Task objective: With every line kept intact, print the entries that appear below.

[Saved data entries]

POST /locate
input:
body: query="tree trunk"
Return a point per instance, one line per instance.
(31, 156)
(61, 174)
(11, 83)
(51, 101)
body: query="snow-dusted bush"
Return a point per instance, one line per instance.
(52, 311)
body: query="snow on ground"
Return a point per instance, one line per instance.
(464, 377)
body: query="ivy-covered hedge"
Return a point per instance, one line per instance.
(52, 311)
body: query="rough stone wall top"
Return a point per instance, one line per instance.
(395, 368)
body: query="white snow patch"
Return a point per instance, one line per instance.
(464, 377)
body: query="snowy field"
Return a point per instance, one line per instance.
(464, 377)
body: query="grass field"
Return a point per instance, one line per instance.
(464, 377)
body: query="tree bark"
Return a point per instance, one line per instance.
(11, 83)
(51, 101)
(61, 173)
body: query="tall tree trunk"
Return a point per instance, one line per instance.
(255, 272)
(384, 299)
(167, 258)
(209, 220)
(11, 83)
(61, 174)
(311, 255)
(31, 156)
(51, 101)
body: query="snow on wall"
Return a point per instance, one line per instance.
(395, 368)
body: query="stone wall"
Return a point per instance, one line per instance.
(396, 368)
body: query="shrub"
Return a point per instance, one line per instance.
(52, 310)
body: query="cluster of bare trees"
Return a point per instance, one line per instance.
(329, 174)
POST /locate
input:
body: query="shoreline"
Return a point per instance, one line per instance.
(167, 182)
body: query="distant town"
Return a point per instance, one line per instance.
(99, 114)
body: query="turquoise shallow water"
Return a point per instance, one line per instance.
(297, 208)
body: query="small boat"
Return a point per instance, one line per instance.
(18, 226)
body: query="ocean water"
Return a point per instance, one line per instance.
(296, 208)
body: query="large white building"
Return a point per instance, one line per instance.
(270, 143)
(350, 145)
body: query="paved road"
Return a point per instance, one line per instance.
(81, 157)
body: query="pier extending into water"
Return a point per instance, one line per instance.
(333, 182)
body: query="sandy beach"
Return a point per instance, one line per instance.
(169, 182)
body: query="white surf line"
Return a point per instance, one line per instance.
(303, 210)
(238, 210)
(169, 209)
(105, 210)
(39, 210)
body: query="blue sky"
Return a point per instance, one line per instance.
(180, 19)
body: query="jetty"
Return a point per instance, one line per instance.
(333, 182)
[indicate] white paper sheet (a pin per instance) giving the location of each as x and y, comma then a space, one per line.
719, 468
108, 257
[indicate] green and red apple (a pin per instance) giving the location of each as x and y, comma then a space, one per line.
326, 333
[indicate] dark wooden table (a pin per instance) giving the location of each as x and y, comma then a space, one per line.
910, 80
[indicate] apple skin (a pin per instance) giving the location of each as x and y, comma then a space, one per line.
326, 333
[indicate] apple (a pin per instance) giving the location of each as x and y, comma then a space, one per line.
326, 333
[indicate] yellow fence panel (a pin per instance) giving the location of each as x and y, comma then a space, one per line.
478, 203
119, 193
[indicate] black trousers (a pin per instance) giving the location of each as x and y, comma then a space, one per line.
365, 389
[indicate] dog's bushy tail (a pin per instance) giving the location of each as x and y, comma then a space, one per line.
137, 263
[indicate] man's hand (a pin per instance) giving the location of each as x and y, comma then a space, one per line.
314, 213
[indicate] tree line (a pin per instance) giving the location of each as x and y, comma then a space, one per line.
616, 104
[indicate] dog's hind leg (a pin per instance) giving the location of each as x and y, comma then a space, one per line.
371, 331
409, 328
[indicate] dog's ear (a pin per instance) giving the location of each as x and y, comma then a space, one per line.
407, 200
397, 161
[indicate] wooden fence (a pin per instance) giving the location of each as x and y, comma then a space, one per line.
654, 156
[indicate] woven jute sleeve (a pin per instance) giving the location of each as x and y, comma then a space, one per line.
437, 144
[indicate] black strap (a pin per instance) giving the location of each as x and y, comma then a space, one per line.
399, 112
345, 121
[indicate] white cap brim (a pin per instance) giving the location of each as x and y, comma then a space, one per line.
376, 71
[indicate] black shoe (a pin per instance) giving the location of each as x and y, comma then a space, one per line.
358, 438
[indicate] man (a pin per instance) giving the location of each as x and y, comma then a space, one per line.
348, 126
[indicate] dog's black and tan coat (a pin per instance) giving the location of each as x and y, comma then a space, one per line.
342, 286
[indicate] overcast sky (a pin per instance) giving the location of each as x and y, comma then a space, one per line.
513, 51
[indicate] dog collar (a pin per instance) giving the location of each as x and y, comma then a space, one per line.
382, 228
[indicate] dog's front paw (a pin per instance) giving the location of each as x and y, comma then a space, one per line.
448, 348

Exercise response:
POST /locate
input:
body: query="tree trunk"
Return a point per instance, one line per instance.
(31, 156)
(61, 174)
(11, 83)
(51, 101)
body: query="snow-dusted bush"
Return a point per instance, one line per instance.
(52, 311)
body: query="snow on ground"
Return a point per instance, one line per instance.
(464, 377)
body: query="ivy-covered hedge"
Return a point per instance, one line per instance.
(52, 311)
body: query="rough stone wall top"
Return a point per instance, one line per instance.
(395, 368)
body: query="white snow patch"
Return a point per instance, one line per instance.
(464, 377)
body: query="snowy field"
Return a point per instance, one line per instance.
(464, 377)
body: query="grass field"
Return a point per instance, one line per instance.
(464, 377)
body: query="tree bark"
Return a point per instance, one line per instance.
(11, 83)
(51, 101)
(61, 173)
body: query="tall tree trunk"
Return a point per instance, one line per instance.
(255, 272)
(384, 299)
(167, 258)
(209, 220)
(11, 83)
(61, 174)
(311, 255)
(31, 156)
(51, 101)
body: query="snow on wall"
Return a point per instance, one line per instance.
(395, 368)
body: query="stone wall"
Return a point per instance, one line per instance.
(396, 368)
body: query="shrub"
Return a point per instance, one line per instance.
(52, 310)
body: query="cluster of bare trees"
Return a point per instance, one line per instance.
(329, 174)
POST /locate
input:
body: query="shoreline"
Return a point per instance, one line per instance.
(167, 182)
body: query="distant town"
Return a point per instance, one line per instance.
(99, 114)
body: query="turquoise shallow water"
Return a point per instance, one line per instance.
(297, 208)
body: query="small boat"
Return a point per instance, one line per instance.
(18, 226)
body: query="ocean water"
Return a point per instance, one line per instance.
(296, 208)
body: query="large white building"
Return a point per instance, one line per instance.
(270, 143)
(350, 145)
body: query="paved road"
Return a point per instance, one line per instance.
(81, 157)
body: query="pier extending into water"
Return a point per instance, one line per instance.
(333, 182)
body: query="sandy beach"
Return a point per instance, one line per instance.
(169, 182)
body: query="white surf line"
Return a point per instance, one line per instance.
(303, 210)
(238, 210)
(169, 209)
(105, 210)
(39, 210)
body: query="blue sky"
Return a point per instance, one line per instance.
(180, 19)
body: query="jetty"
Return a point per instance, one line per instance.
(333, 182)
[indicate] white paper sheet (a pin per instance) giving the location of each as x and y, comma then a space, one per line.
719, 468
108, 257
[indicate] green and red apple (a pin per instance) giving the location of each as x and y, comma then a space, one per line.
326, 333
[indicate] dark wooden table (a pin per instance) giving the location of each as x and y, comma then a space, one per line.
910, 80
[indicate] apple skin (a pin per instance) giving the location of each as x and y, comma then a space, one per line.
326, 333
[indicate] apple (a pin per instance) giving the location of each as x and y, comma then a space, one per line.
326, 333
[indicate] yellow fence panel (a pin per instance) giving the location of each as x and y, comma then a space, one per line.
478, 203
119, 193
[indicate] black trousers (a pin per instance) giving the location of each as x and y, comma then a space, one per line.
365, 389
[indicate] dog's bushy tail (a pin per instance) giving the location of each as x and y, comma then a space, one per line.
137, 263
[indicate] man's hand (a pin per instance) giving the location of each as x and y, comma then a space, one per line.
314, 213
[indicate] tree line (a pin per instance) giving the location of each as x and y, comma then a space, one per line.
616, 104
[indicate] dog's hind leg (a pin per instance) giving the location of each as x and y, comma then a space, one per line.
371, 331
409, 328
[indicate] dog's ear (a pin per instance) giving the location of each as x and y, comma then a space, one per line.
407, 200
397, 161
[indicate] wooden fence (a pin per instance) giving the location of each as x and y, comma then a space, one per line.
654, 156
[indicate] woven jute sleeve (a pin per instance) giving the location of each as x and y, comma then a space, one per line.
437, 144
[indicate] black strap (a pin per instance) giving the location of each as x and y, comma then a space, one per line.
399, 112
345, 121
[indicate] white cap brim (a pin per instance) giving the location of each as x and y, comma then a space, one per line.
376, 71
[indicate] black shoe (a pin per instance) giving the location of each as x and y, comma then a space, one per line.
358, 438
[indicate] man (a pin per instance) giving the location of each as x and y, comma then a space, one per line.
348, 126
[indicate] dog's black and tan coat (a pin per instance) giving the location of each as x and y, comma then a space, one per line.
342, 286
[indicate] overcast sky (a pin per instance) giving the location of each as x and y, comma then a space, one per line.
513, 51
[indicate] dog collar (a pin per instance) giving the location of each as x and y, comma then a space, one per line.
382, 228
[indicate] dog's front paw (a pin per instance) giving the location of each as x and y, comma then a space, one per line.
448, 348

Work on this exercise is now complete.